- YOUR GOAL: Starting at the line that contains "of the sunglasses", quote each line exactly through the last line of the entries, both included.

- EXERCISE MATERIAL:
-*-
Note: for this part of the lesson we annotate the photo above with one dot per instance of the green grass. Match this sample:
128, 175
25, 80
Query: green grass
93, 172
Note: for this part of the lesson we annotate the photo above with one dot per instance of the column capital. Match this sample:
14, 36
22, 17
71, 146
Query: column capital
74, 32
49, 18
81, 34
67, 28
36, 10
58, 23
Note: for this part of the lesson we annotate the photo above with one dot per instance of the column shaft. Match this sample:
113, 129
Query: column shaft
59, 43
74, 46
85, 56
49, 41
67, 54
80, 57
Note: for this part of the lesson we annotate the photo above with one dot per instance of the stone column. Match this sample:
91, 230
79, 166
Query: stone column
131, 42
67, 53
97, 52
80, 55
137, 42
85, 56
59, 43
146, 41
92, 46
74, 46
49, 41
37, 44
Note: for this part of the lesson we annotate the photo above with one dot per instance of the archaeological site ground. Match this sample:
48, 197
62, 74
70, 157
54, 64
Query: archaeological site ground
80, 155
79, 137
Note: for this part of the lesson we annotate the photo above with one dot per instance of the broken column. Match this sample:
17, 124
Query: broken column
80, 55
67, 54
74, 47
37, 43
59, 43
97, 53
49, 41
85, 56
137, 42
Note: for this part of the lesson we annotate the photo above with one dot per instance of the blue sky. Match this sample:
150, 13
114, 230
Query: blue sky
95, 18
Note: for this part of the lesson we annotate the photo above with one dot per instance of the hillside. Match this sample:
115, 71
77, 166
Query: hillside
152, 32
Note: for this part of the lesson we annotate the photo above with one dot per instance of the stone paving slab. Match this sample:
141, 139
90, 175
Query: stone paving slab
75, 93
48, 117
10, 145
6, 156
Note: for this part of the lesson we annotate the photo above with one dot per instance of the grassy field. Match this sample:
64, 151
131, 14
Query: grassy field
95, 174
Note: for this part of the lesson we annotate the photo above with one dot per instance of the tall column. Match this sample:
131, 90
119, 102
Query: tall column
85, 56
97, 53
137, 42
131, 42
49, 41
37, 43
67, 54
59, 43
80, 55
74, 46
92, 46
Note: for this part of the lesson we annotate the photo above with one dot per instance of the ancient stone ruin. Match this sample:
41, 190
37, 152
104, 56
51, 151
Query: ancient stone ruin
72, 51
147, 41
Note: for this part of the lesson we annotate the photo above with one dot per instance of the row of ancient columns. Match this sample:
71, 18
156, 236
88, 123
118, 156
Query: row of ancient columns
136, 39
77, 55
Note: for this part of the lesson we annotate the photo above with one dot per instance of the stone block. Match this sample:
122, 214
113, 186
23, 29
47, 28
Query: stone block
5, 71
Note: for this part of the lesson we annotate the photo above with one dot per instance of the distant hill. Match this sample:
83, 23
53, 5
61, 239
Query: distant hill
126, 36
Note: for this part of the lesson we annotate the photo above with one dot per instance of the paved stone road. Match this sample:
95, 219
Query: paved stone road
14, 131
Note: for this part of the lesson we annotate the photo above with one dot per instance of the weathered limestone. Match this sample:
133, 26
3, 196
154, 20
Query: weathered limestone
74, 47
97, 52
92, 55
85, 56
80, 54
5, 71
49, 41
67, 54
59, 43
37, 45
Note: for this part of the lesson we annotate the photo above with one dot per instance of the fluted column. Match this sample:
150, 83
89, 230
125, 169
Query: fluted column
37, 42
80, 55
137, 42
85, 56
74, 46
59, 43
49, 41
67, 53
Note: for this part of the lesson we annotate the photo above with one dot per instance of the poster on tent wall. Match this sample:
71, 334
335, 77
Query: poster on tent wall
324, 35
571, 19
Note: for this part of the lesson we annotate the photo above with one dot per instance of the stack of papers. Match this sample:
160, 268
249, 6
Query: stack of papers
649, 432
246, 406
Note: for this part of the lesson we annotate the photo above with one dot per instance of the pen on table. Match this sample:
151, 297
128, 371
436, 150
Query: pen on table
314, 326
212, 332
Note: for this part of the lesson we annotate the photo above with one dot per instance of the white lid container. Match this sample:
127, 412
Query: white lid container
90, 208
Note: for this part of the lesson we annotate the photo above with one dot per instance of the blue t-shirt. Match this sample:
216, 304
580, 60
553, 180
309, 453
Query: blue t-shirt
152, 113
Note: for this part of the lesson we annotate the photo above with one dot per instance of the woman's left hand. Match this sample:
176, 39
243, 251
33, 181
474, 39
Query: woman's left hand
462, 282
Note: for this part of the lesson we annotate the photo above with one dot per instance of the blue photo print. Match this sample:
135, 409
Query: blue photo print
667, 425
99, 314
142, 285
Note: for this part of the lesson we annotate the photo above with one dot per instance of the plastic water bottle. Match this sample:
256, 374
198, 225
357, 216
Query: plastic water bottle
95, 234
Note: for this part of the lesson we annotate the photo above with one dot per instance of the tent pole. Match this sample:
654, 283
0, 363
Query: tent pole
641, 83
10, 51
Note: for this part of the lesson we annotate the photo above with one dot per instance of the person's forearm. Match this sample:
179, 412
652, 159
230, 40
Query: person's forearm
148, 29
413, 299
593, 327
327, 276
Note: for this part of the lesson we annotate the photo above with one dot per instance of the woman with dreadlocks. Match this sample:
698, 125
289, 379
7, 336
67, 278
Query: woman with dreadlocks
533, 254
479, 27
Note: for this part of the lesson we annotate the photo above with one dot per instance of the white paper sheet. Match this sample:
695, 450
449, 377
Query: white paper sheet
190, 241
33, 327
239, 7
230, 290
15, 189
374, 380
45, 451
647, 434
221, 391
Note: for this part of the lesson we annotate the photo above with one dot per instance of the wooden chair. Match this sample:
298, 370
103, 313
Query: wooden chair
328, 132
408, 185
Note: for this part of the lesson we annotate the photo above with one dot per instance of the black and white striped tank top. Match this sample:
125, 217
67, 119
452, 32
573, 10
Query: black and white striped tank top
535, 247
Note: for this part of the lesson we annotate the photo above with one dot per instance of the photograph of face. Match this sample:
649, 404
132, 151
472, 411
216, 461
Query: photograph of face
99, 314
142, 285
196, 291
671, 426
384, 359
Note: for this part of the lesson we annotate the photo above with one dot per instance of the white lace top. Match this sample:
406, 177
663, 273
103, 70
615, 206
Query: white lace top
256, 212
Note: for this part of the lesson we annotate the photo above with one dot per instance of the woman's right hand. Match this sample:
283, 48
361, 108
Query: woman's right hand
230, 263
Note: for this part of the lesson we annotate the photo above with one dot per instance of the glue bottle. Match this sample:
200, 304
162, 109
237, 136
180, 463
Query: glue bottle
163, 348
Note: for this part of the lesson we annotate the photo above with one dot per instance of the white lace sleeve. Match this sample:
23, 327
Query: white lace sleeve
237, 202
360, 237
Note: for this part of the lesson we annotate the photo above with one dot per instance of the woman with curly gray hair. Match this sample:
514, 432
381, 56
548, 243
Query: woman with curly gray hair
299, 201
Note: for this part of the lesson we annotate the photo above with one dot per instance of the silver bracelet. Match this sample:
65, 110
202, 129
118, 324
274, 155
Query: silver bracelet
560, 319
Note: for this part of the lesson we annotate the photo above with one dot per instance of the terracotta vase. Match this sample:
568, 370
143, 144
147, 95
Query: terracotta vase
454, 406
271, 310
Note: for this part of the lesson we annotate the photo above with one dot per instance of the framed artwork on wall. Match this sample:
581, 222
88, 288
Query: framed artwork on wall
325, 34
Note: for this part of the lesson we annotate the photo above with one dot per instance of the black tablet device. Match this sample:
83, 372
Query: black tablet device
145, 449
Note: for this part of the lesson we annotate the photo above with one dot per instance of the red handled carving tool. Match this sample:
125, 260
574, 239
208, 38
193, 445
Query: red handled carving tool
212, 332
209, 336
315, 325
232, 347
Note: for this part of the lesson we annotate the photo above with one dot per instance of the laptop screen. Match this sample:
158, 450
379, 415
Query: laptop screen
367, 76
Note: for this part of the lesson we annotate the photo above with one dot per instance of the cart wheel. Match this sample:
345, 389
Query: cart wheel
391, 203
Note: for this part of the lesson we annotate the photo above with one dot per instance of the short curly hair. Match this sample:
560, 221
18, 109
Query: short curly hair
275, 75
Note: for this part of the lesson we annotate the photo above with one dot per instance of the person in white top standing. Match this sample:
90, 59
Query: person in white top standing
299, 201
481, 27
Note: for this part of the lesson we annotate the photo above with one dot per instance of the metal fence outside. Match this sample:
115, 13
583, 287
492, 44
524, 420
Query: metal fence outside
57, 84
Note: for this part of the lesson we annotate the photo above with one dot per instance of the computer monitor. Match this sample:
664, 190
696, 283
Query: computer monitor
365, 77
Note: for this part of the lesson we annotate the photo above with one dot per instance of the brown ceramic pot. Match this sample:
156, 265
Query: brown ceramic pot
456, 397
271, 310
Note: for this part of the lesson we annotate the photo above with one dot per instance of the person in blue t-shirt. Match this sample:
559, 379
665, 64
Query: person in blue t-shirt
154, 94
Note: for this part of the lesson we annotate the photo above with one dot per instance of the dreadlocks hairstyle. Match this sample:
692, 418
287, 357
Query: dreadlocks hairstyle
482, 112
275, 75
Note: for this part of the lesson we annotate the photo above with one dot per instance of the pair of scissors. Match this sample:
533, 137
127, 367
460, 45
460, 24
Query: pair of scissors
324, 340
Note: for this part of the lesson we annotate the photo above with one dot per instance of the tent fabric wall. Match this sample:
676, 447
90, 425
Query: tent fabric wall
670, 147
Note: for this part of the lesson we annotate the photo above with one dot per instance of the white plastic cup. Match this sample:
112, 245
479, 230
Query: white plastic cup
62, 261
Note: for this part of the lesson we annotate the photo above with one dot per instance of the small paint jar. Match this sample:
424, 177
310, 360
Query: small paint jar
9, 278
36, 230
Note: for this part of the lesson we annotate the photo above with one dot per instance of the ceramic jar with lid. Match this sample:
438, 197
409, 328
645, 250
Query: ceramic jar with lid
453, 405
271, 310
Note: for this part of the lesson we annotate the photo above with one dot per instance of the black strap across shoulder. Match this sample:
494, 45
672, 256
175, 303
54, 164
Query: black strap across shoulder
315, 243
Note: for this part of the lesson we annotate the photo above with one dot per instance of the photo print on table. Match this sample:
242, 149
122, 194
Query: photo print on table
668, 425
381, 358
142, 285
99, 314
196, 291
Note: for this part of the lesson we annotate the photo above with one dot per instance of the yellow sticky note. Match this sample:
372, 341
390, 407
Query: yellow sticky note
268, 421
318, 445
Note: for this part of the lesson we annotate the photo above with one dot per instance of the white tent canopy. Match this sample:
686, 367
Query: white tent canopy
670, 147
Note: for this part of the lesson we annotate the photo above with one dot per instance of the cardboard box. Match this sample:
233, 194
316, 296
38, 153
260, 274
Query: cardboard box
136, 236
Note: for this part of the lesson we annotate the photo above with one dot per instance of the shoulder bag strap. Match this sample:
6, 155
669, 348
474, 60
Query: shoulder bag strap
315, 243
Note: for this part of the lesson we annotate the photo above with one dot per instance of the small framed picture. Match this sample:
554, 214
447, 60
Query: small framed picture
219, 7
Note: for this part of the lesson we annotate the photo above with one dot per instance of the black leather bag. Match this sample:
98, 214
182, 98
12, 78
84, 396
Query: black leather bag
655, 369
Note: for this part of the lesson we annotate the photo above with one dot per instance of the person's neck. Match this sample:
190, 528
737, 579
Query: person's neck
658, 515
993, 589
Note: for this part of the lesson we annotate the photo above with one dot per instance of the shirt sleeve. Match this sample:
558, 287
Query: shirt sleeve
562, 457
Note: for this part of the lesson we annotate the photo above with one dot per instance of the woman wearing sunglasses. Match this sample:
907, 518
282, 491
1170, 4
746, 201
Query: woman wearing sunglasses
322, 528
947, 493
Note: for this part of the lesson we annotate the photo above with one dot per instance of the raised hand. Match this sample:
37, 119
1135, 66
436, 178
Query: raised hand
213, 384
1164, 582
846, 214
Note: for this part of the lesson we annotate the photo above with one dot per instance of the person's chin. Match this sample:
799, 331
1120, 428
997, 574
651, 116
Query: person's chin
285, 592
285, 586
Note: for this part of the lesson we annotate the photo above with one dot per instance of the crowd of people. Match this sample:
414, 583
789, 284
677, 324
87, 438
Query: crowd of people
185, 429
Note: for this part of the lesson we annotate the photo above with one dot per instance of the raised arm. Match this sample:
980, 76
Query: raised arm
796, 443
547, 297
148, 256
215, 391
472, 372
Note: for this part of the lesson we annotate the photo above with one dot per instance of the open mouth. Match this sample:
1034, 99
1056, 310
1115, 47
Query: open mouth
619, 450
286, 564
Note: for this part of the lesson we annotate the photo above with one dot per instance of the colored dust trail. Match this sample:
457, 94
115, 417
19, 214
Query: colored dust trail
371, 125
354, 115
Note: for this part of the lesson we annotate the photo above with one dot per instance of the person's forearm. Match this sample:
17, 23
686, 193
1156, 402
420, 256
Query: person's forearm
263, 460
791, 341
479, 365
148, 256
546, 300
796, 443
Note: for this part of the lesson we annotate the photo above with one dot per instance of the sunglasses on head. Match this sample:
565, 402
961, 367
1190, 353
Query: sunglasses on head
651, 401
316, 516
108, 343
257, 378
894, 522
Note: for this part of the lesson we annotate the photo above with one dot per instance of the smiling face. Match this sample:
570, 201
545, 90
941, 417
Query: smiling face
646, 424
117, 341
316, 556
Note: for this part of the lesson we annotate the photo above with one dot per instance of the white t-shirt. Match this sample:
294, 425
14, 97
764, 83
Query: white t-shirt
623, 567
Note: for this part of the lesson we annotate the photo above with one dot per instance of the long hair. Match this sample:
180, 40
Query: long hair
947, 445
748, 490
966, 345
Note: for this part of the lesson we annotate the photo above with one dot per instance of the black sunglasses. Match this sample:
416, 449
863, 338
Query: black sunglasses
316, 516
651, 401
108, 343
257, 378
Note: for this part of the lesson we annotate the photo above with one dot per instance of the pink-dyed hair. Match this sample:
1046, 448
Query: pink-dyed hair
-*-
- WORKED ANSWER:
Note: for this part of the lesson we annotate the photo above with one dot per instance of the sunglasses on head. Match this sample:
565, 402
961, 367
1190, 353
Query: sunglasses on head
651, 401
316, 516
108, 343
257, 378
894, 522
Note: for this part of the lesson we annotate the photo above with one dot per instance of the smiling face. Match this sample:
570, 201
545, 90
941, 417
Query: smiling face
646, 424
117, 341
316, 556
Note: for this part of the lesson we annotate the photo above with one dot per instance of the white t-shirt. Match this sample:
294, 425
14, 97
764, 83
Query: white t-shirt
623, 567
Note: for this part of the lesson we annotate the photo above with one dot per instance of the long hair. Match this sample:
180, 40
Query: long hair
947, 445
748, 490
966, 345
Note: for this part of the lesson we annotate the photo above with one dot per instance of the black sunglasses. Match this sample:
416, 449
863, 338
Query: black sunglasses
316, 516
651, 401
108, 343
257, 378
Note: for this part of the lesson we annotate the photo above with one dot per instance of the pink-dyed hair. Match this sample:
1046, 448
Query: pink-dyed hair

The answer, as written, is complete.